- PAGE:
begin

But what if you’re a mom (or a dad) and your teenager announces he wants to go out for his school’s football team?

This is every parent’s thorny conundrum, because, much as we love it, football has a potential for serious injury probably not equaled in any other sport—not tennis, not baseball, not even soccer.

After a career marked by a torn abdomen and shoulder, torn rib cartilage, severe joint sprains, concussions, a lacerated kidney and a current unresolved calf and ankle injury, Indianapolis Colts superstar Quarterback Andrew Luck in late August announced he’s quitting the game.

These are typical injury profiles for pro players. Fortunately for young players locally, however, the football field is far safer, thanks to the leadership of a Tempe sports administrator who knows a thing or two about the game.

“Nationally, these are very big men running very, very fast, so those kinds of contact injuries happen,” says Corona del Sol High School Assistant Principal and Athletic Director Cory Nenaber, himself the school’s longtime football coach.

“With high school kids, not so much.”

Nenaber says numerous protocols taken prior to participation in the sport, along with training

measures governing young players’ approach to play, help keep them safer, and still allow them to pursue a game they love.

“Unlike national pro ball, at our level we rarely see the pros’ kind of full body contact that can cause big injuries,” Nenaber declares. “This safer approach shows up in all kinds of ways.

“For instance, most of our intense drills are done with paddle dummies, things like that, that don’t result in injury.”

Nenaber adds that, once a student expresses a serious interest in playing football, he and his family must complete a series of preliminary qualifiers before he’s allowed to start training.

end

- MATERIAL:
begin

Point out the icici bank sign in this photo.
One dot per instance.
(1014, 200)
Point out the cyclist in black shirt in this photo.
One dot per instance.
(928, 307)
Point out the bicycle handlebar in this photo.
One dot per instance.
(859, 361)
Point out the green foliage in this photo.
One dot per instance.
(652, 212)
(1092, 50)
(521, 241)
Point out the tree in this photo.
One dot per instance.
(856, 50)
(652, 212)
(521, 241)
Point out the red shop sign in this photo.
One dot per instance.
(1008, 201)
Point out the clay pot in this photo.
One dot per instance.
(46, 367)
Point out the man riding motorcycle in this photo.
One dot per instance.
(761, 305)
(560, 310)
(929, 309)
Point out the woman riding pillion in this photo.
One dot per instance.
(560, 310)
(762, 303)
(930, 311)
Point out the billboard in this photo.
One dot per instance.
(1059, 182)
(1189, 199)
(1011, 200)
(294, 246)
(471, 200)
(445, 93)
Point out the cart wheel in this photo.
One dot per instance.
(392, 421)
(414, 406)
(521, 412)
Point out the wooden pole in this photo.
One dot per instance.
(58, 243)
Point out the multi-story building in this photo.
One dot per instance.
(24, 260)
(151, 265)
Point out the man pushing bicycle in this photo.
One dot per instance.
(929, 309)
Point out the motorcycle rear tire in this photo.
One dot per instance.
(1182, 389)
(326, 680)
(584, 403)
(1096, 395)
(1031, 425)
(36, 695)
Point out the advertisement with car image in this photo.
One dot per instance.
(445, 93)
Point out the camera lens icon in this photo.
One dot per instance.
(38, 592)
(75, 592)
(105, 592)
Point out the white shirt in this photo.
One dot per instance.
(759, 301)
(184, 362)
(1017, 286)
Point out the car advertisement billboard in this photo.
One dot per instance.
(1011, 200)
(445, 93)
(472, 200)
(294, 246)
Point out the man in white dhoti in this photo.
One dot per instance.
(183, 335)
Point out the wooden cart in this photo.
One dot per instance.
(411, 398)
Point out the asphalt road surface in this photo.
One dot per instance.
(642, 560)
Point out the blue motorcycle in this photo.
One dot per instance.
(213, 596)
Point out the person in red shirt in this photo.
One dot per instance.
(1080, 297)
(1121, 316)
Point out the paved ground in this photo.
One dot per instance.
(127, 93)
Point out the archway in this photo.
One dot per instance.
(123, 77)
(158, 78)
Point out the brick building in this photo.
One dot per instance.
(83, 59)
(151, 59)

end

- THINGS TO DO:
(a) According to the article on high school football safety, what titles does Cory Nenaber hold at Corona del Sol High School?
(b) Using the article on high school football safety, explain why Cory Nenaber says the serious contact injuries common in pro football are rare among high school players.
(c) Translate this sentence from the article on high school football safety into Spanish: "These are typical injury profiles for pro players."

- EXERCISE SOLUTIONS:
(a) He is Assistant Principal and Athletic Director, and he is also the school's longtime football coach.

(b) Pro injuries happen because very big men are running very fast, and high school players rarely experience that kind of full-body contact. Protocols completed before students can play and training measures that govern how they play also keep them safer. For example, most intense drills use paddle dummies, which don't cause injury.

(c) Estos son perfiles de lesiones típicos de los jugadores profesionales.